■ Exercise instructions: From the line containing "the leaf pair." to the end of the data, retype every line exactly and nothing else. Drop the pictures.

■ Records for this exercise:
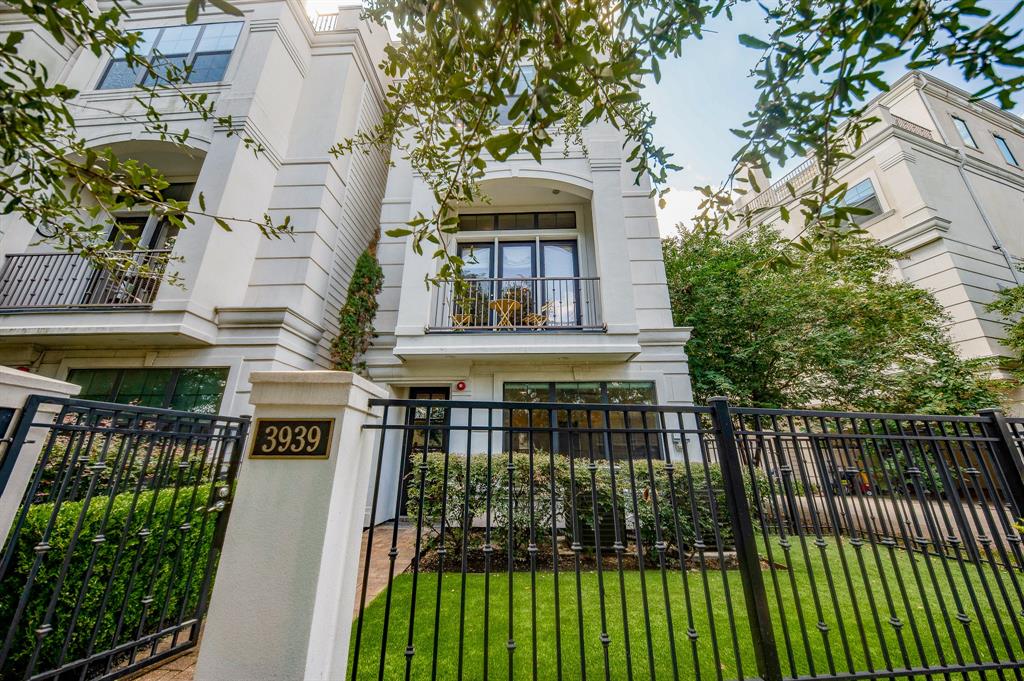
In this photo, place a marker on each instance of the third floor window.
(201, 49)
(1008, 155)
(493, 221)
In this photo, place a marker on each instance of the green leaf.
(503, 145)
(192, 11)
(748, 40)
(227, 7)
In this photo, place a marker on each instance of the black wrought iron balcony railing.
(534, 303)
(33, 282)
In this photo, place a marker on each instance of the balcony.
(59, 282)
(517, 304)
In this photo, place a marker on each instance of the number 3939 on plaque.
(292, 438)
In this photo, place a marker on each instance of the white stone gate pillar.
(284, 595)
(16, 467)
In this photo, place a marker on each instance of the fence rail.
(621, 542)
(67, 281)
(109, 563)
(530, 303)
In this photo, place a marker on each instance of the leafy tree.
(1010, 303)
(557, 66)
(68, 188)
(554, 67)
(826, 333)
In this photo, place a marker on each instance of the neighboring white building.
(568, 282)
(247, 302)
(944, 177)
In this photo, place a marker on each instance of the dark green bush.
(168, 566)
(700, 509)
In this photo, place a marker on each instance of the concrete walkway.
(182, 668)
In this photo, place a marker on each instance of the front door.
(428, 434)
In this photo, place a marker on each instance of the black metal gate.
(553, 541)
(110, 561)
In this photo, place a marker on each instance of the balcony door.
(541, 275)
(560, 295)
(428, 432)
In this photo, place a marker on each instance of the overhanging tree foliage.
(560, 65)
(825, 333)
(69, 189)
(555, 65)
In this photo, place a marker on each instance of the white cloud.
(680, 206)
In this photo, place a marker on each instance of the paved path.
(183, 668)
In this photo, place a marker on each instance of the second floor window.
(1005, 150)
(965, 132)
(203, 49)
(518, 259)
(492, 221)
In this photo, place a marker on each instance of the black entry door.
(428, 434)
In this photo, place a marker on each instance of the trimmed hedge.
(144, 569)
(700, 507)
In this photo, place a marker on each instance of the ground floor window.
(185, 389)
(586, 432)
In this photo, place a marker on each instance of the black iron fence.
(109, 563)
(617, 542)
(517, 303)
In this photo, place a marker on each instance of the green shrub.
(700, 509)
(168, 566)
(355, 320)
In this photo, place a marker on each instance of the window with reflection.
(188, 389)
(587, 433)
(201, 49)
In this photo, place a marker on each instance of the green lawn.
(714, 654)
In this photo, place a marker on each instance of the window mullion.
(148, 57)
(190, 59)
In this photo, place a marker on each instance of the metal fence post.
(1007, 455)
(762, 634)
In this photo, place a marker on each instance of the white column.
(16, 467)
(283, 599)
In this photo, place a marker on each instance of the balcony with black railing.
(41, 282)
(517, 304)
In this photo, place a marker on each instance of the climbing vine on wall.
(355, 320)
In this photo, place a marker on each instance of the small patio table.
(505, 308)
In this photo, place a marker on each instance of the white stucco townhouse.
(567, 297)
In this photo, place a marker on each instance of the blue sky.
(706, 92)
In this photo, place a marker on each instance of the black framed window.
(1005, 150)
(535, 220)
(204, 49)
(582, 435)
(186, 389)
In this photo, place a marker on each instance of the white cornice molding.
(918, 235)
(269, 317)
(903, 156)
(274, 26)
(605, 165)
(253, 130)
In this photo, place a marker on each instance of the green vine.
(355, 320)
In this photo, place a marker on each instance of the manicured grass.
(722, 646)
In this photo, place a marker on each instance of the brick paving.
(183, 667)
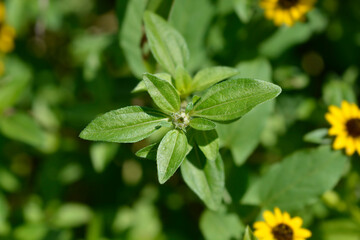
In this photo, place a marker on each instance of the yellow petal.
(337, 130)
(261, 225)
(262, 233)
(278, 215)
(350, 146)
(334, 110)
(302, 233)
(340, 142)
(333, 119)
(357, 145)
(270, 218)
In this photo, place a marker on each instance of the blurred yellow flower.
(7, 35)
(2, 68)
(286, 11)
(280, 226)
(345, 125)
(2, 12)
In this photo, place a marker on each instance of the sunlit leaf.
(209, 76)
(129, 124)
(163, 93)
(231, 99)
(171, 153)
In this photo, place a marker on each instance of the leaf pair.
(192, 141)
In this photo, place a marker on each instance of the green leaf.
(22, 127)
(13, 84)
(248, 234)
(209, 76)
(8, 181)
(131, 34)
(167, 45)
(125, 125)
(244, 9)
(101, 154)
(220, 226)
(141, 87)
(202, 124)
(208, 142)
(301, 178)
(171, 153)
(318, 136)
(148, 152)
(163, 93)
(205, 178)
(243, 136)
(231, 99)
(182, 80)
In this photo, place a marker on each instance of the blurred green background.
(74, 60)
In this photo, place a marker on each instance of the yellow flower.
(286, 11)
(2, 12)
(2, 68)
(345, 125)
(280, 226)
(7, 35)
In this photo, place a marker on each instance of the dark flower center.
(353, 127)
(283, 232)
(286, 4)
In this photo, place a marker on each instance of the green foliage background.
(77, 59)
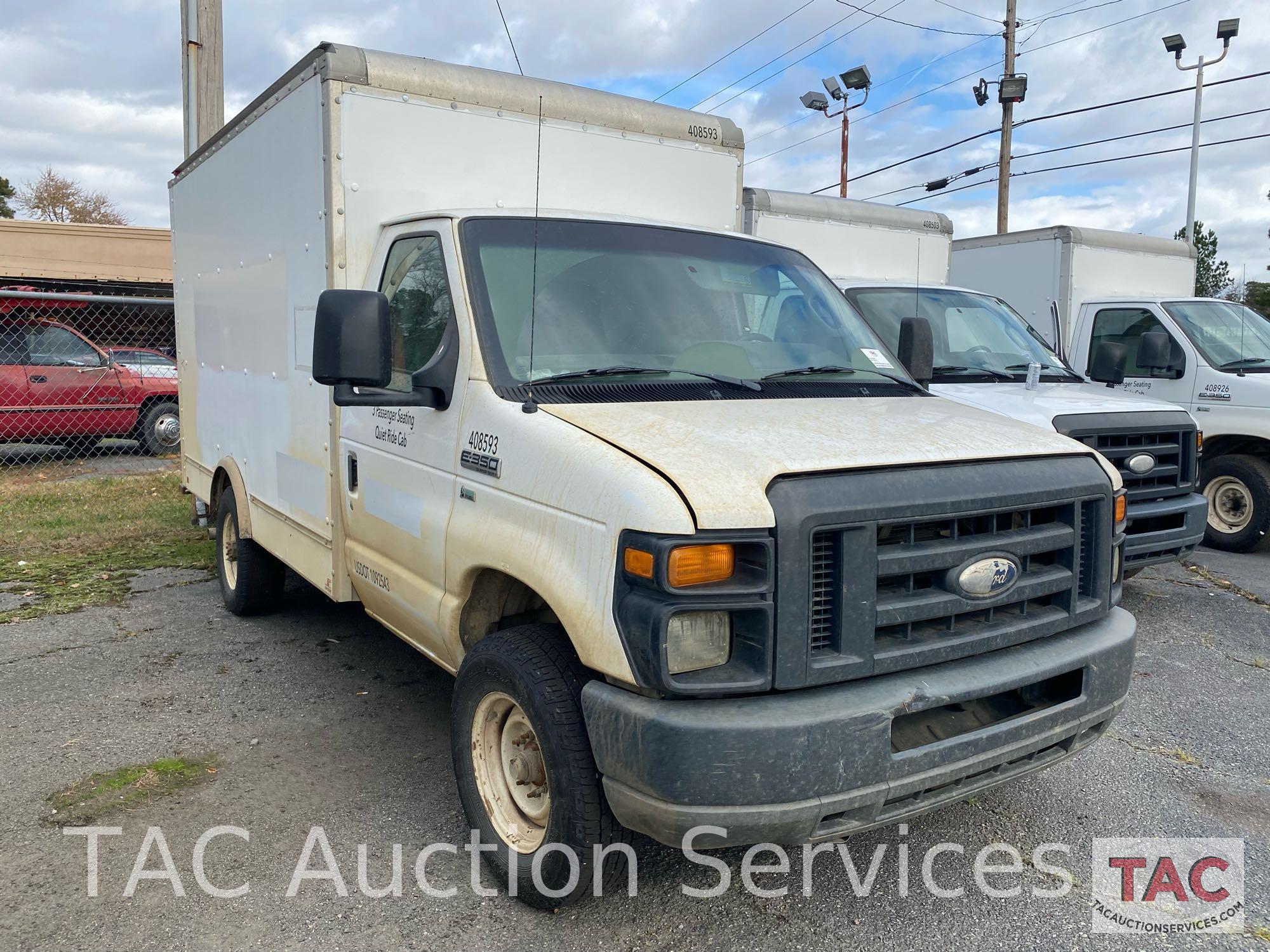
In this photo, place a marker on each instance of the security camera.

■ Result of the task:
In this photo, place a marker on each instance of the leaf pair.
(192, 141)
In this photo, place a marker on each instance of the green leaf.
(22, 127)
(13, 84)
(248, 234)
(209, 76)
(8, 181)
(131, 34)
(167, 45)
(125, 125)
(244, 9)
(101, 154)
(220, 226)
(141, 87)
(202, 124)
(208, 142)
(301, 178)
(171, 153)
(318, 136)
(148, 152)
(163, 93)
(205, 178)
(243, 136)
(231, 99)
(182, 80)
In this photo, place a marker on each instance of the blurred green background.
(74, 60)
In this photo, place a marker on each instance of the yellow flower.
(286, 11)
(2, 12)
(2, 68)
(345, 125)
(280, 226)
(7, 35)
In this photo, place a marker on each instance of the dark flower center.
(353, 127)
(283, 232)
(286, 4)
In this photo, place a marker on each instance of the green foliage background.
(77, 59)
In this photo, place a marker on each instance of the security camera.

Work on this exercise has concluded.